**GOAL OF THE EXERCISE**
Please pull out every line of the material below that contains the string "tattoo". Treat uppercase and lowercase as different.

Entries for labeling object positions:
____________

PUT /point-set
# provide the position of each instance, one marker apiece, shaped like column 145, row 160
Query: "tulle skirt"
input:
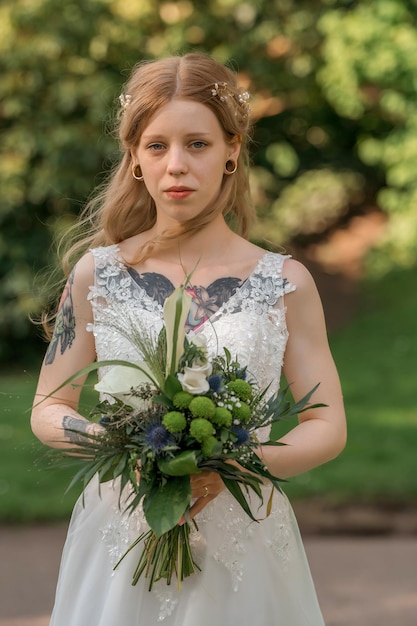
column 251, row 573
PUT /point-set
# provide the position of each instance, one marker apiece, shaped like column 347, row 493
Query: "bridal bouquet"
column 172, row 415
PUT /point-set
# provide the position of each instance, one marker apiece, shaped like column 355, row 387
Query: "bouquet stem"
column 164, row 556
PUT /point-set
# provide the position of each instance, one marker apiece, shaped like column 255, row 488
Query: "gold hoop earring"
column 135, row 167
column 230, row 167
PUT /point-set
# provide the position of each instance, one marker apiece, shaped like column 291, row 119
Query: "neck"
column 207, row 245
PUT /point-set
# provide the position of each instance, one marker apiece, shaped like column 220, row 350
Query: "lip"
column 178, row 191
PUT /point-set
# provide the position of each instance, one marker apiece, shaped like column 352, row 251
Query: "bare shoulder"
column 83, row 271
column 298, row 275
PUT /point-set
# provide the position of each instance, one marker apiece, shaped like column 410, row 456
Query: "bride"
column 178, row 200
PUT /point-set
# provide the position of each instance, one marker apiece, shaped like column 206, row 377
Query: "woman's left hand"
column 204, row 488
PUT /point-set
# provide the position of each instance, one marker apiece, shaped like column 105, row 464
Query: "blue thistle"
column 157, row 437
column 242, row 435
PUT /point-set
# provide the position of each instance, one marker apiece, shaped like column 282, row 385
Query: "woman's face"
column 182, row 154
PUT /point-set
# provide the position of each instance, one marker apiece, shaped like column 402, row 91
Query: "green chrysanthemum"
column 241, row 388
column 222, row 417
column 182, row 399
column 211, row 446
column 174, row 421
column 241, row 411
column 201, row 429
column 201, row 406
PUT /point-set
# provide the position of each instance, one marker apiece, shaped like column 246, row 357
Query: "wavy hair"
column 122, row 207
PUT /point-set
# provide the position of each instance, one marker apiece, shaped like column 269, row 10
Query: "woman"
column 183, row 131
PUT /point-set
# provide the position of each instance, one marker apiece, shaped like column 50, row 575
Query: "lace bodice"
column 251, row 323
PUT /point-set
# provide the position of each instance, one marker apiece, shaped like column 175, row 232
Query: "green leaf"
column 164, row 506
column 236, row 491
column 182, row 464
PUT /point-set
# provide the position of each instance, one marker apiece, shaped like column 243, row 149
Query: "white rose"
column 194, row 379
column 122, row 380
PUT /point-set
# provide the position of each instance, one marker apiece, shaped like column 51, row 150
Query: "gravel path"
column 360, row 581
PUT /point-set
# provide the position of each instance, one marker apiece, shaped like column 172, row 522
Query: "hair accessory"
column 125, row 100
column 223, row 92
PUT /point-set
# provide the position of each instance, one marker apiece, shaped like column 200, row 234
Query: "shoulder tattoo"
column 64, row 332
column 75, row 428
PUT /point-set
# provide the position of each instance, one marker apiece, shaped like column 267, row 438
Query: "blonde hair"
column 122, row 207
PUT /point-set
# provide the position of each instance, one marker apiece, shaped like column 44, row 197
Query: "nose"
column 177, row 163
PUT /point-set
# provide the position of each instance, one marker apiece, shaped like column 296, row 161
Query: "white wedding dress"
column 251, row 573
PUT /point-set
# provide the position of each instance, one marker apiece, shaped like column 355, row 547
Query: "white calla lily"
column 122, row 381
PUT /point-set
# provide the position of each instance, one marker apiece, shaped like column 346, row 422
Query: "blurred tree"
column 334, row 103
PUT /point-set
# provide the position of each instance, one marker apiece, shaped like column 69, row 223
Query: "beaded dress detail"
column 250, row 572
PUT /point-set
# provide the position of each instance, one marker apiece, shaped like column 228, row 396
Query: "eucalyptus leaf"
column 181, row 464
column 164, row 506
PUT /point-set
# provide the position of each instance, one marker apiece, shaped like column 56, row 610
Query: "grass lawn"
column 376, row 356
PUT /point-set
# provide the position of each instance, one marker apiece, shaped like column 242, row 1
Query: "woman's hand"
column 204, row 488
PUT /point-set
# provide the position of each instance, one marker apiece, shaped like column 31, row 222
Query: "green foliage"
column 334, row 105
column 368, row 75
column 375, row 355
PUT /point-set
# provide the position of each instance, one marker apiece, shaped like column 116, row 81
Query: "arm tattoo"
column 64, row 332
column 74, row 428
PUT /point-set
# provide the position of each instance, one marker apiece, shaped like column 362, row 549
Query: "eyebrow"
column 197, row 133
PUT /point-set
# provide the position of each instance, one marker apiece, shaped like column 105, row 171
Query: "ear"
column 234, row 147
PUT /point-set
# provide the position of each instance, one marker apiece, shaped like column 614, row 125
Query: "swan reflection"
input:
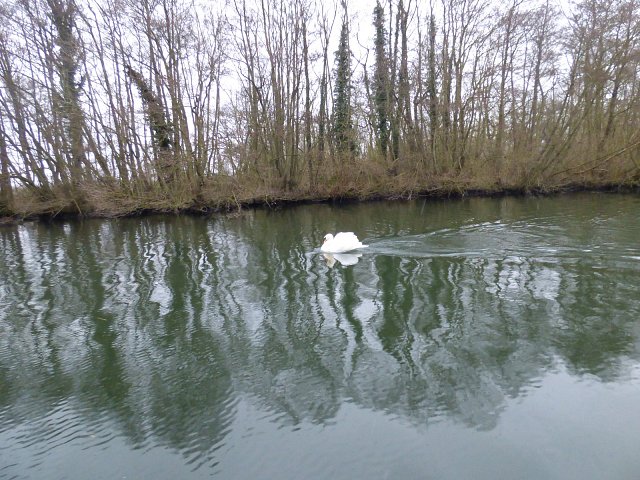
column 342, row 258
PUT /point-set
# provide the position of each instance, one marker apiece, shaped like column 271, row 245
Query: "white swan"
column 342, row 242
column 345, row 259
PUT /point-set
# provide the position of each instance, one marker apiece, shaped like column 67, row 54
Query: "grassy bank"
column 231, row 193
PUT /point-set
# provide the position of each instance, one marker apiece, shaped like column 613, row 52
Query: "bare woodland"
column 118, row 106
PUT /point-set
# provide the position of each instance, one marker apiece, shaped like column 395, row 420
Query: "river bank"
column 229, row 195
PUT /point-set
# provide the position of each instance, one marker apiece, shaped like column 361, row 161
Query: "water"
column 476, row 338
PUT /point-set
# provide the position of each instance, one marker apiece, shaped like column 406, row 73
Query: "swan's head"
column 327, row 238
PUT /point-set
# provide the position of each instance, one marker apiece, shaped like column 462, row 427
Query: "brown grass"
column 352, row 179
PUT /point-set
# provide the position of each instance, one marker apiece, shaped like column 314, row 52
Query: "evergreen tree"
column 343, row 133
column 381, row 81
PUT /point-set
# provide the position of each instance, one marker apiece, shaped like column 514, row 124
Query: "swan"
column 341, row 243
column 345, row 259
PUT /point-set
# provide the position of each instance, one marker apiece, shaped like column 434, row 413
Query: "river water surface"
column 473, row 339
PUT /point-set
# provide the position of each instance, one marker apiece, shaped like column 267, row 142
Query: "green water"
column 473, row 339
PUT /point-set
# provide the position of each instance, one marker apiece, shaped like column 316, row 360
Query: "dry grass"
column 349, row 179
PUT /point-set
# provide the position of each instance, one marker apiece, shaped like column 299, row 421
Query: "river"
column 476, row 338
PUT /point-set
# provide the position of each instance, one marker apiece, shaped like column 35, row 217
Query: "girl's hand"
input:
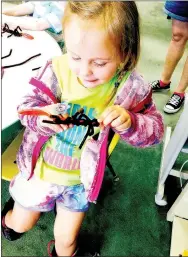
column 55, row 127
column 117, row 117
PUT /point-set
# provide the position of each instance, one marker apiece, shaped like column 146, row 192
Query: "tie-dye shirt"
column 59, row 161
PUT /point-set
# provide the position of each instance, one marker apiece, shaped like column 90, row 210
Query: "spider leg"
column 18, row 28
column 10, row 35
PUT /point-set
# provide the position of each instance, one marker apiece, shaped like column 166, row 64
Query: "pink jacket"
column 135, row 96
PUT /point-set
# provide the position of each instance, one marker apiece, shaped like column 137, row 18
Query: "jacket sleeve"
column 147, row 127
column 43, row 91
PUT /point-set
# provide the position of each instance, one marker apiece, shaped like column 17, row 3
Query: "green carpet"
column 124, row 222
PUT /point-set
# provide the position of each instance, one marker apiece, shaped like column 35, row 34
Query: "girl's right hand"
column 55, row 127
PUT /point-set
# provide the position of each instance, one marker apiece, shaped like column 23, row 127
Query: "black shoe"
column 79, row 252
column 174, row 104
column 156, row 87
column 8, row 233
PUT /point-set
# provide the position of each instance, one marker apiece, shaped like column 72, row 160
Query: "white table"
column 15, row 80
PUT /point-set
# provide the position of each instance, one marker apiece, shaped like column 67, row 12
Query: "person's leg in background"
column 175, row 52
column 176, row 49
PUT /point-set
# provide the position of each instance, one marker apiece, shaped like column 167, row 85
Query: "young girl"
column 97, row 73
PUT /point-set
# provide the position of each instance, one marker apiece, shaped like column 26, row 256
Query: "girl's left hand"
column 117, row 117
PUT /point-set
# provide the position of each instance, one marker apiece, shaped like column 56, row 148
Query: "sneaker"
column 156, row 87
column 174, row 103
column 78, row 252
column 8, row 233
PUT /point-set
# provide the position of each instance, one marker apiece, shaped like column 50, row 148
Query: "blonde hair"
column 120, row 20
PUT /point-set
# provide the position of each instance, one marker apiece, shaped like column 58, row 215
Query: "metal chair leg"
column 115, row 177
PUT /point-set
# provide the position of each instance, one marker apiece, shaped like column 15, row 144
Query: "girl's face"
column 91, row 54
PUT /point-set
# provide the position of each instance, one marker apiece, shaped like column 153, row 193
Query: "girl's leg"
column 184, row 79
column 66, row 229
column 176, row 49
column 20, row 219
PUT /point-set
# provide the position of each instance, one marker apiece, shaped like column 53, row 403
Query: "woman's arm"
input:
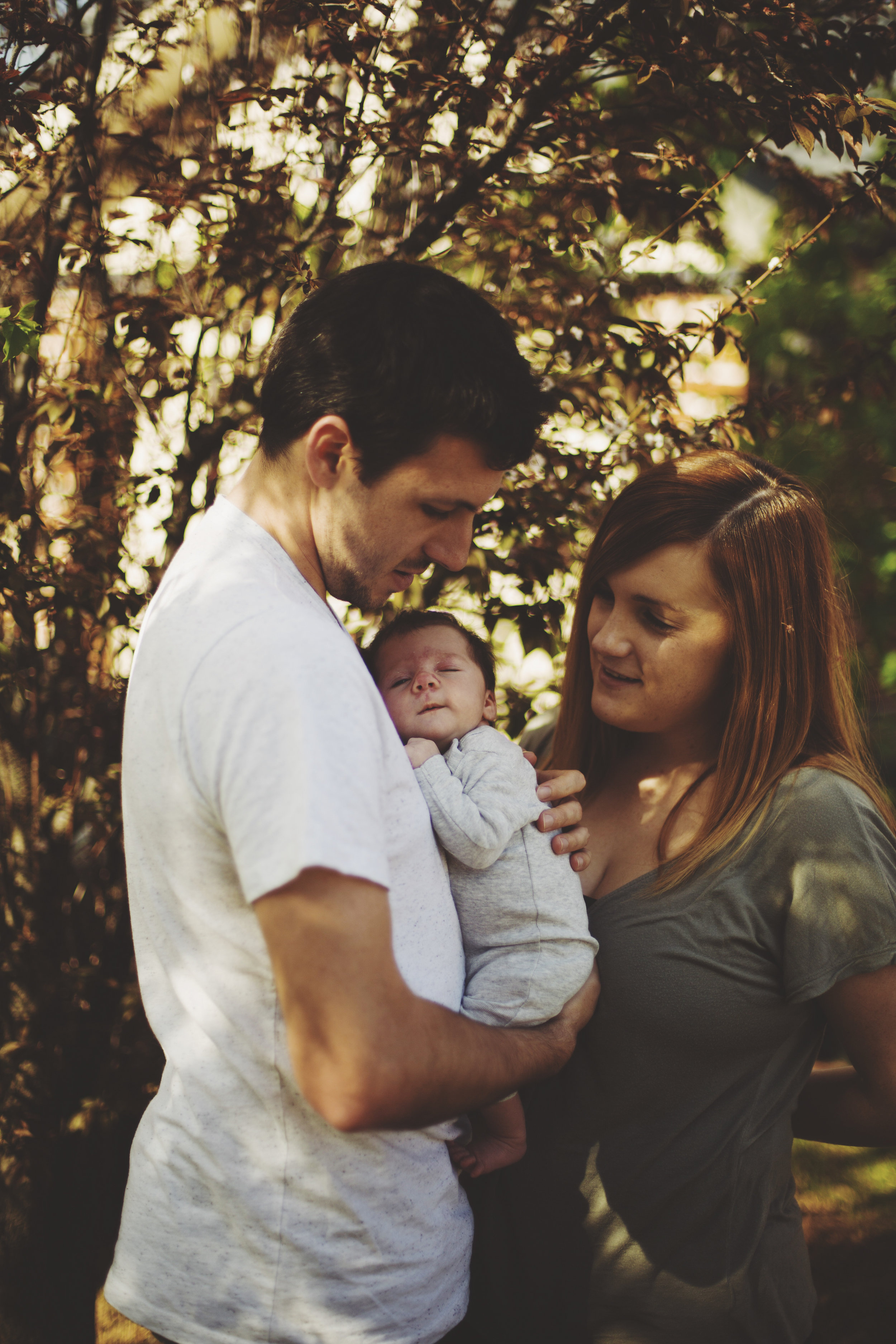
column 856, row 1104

____________

**TASK ANSWER**
Query: "shoulder tattoo"
Query: "arm tattoo"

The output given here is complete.